Das war eigentlich der Gedanke. Dass halt, was man sieht und hört, nicht immer die Wahrheit ist bzw. dass die wahrscheinliche Interpretation nicht immer die richtige ist. Aber an die beiden betreffenden Stellen werd ich mich eh noch mal ransetzten, mal sehen wie's dann klappt.

Ich weiß, dass es nicht chic sowas zu sagen, aber ich steh auf konstruierte, strukturierte Geschichten.
Hab ich auch nichts, dagegen. Aber selbst mit dem Vorsatz, wird da nicht immer was draus. :D

@ Möchtegern

Hast es ja ganz ohne Treten geschafft ;).

das ist die beste Geschichte, die ich bisher von dir kenne!
Was soll ich sagen? Freut mich sehr.

Vorab eine Meckerei, eine sprachliche Eigenheit von dir, mit der ich mich nicht anfreunden kann: diese Nachstellungen, Attribut 1 und Attribut 2.
Hm, also ich mag das. Und bis mir da noch wer auf die FInger haut, werd ich's erstmal dabei belassen. Und ist es wirklich so schlimm?

Ich krieg das Bild dazu nicht in den Kopf. Erst wollte ich sagen, dass Manga-Mädchen doch eigentlich nie Locken haben sondern … diese Manga-Haare halt, glatt oder schwungvoll großgewellt, sehr viele, sehr lange Haare, oder Pagenschnitt, aber Locken doch nie. Dann dachte ich, okay, vielleicht sind nicht die Kopfhaare gemeint. Aber aus welchem Winkel seh ich denn die Mädchen, dass man „anale Öffnungen“ und Schamhaar sieht, wenn jemand kniet? Ich bin wohl zu einfallslos.

Aufgabe:
Gib den Lesetext mit den Antworten auf die Rückmeldungen zu einer Geschichte vollständig und wortgetreu wieder. Die Datensätze stehen in keinem Zusammenhang mit dem Lesetext.

Extrahierte Datensätze:
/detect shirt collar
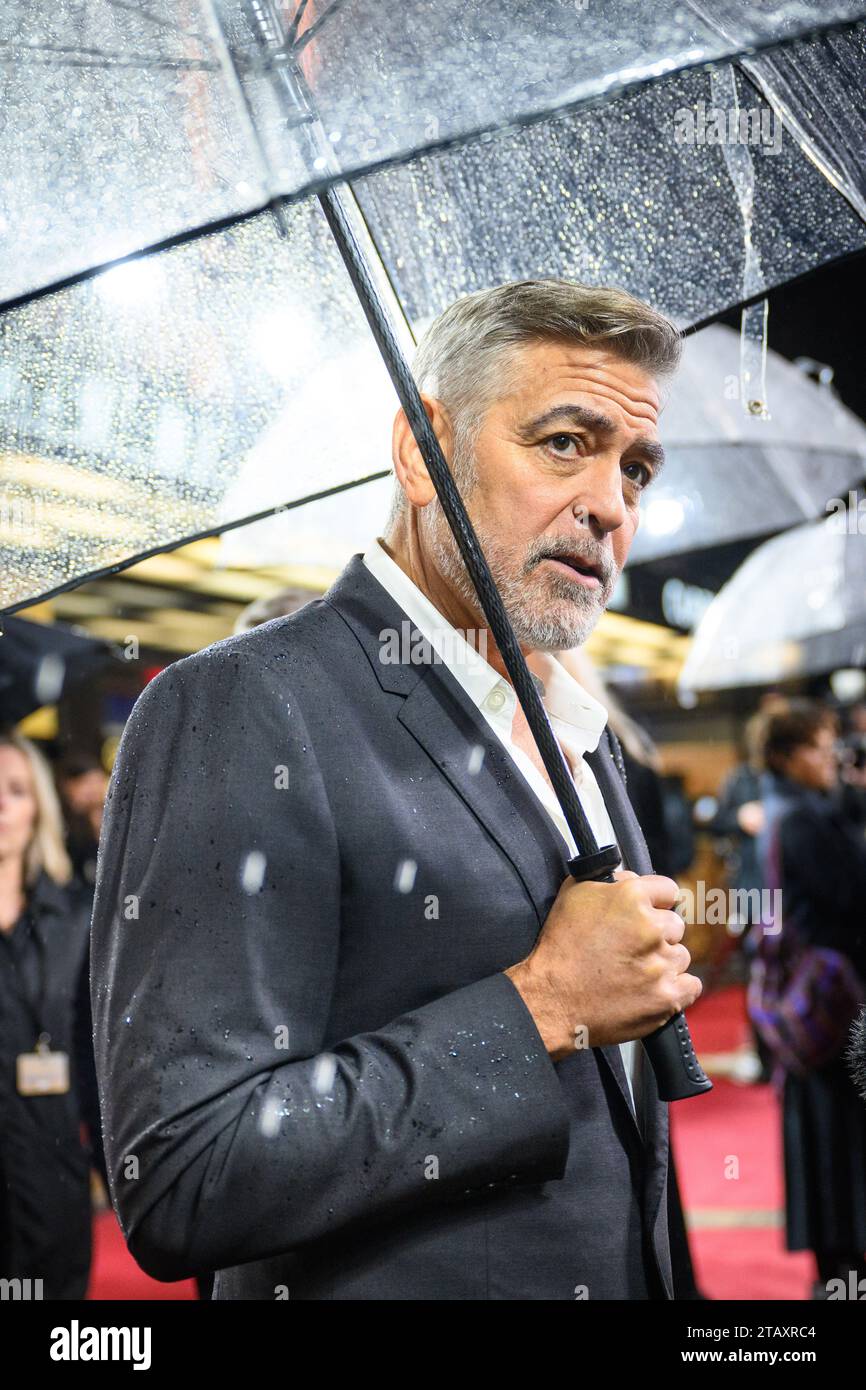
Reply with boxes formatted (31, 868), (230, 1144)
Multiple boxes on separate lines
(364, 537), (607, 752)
==
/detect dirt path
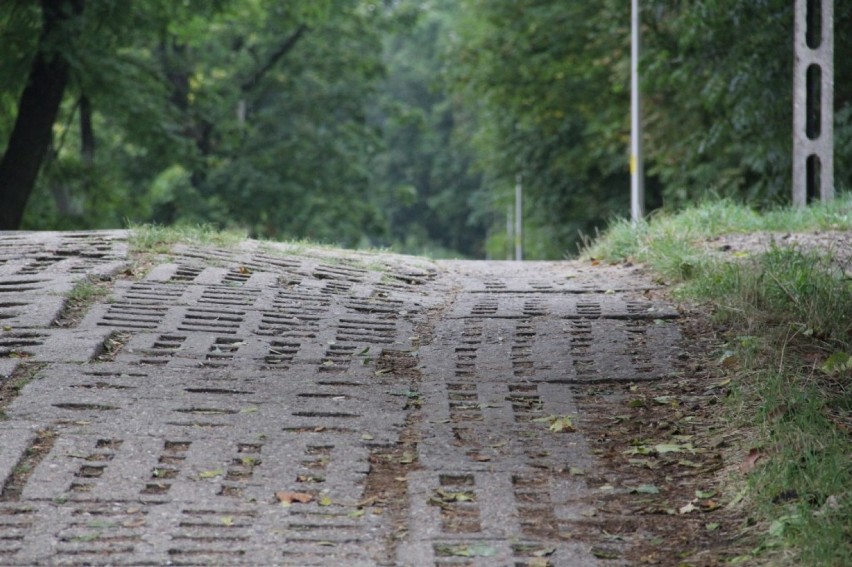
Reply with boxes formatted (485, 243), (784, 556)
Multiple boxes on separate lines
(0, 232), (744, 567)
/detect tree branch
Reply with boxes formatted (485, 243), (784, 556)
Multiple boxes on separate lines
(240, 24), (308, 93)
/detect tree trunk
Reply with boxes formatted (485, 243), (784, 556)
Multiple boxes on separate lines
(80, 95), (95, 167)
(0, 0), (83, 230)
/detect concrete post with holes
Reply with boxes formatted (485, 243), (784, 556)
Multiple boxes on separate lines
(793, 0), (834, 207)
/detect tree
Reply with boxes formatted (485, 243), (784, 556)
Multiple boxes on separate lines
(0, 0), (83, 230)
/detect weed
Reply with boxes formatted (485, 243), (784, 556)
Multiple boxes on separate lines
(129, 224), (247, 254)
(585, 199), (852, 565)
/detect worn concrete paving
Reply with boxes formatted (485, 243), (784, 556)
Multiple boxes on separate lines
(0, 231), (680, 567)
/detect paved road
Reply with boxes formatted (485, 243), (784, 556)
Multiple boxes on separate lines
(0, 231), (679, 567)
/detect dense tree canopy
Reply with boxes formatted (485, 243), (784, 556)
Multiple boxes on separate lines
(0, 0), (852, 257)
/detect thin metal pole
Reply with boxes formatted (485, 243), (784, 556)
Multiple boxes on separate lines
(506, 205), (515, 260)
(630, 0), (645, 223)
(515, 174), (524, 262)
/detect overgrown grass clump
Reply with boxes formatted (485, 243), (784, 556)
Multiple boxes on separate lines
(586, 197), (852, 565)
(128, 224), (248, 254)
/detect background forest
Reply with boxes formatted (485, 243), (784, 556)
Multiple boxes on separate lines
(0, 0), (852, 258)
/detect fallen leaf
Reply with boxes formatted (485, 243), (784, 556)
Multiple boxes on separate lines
* * *
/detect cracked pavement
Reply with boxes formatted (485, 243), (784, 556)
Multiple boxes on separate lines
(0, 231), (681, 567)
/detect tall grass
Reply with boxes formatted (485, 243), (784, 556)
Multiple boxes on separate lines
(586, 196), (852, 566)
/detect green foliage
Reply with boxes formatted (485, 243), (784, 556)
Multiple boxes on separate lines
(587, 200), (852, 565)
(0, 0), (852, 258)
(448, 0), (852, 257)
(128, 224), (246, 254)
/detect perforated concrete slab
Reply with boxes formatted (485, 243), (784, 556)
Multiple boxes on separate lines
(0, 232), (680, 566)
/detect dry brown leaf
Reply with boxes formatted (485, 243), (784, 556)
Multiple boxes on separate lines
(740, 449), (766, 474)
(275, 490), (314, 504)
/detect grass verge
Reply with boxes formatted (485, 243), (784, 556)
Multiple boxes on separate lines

Antwort:
Das war eigentlich der Gedanke. Dass halt, was man sieht und hört, nicht immer die Wahrheit ist bzw. dass die wahrscheinliche Interpretation nicht immer die richtige ist. Aber an die beiden betreffenden Stellen werd ich mich eh noch mal ransetzten, mal sehen wie's dann klappt.

Ich weiß, dass es nicht chic sowas zu sagen, aber ich steh auf konstruierte, strukturierte Geschichten.
Hab ich auch nichts, dagegen. Aber selbst mit dem Vorsatz, wird da nicht immer was draus. :D

@ Möchtegern

Hast es ja ganz ohne Treten geschafft ;).

das ist die beste Geschichte, die ich bisher von dir kenne!
Was soll ich sagen? Freut mich sehr.

Vorab eine Meckerei, eine sprachliche Eigenheit von dir, mit der ich mich nicht anfreunden kann: diese Nachstellungen, Attribut 1 und Attribut 2.
Hm, also ich mag das. Und bis mir da noch wer auf die FInger haut, werd ich's erstmal dabei belassen. Und ist es wirklich so schlimm?

Ich krieg das Bild dazu nicht in den Kopf. Erst wollte ich sagen, dass Manga-Mädchen doch eigentlich nie Locken haben sondern … diese Manga-Haare halt, glatt oder schwungvoll großgewellt, sehr viele, sehr lange Haare, oder Pagenschnitt, aber Locken doch nie. Dann dachte ich, okay, vielleicht sind nicht die Kopfhaare gemeint. Aber aus welchem Winkel seh ich denn die Mädchen, dass man „anale Öffnungen“ und Schamhaar sieht, wenn jemand kniet? Ich bin wohl zu einfallslos.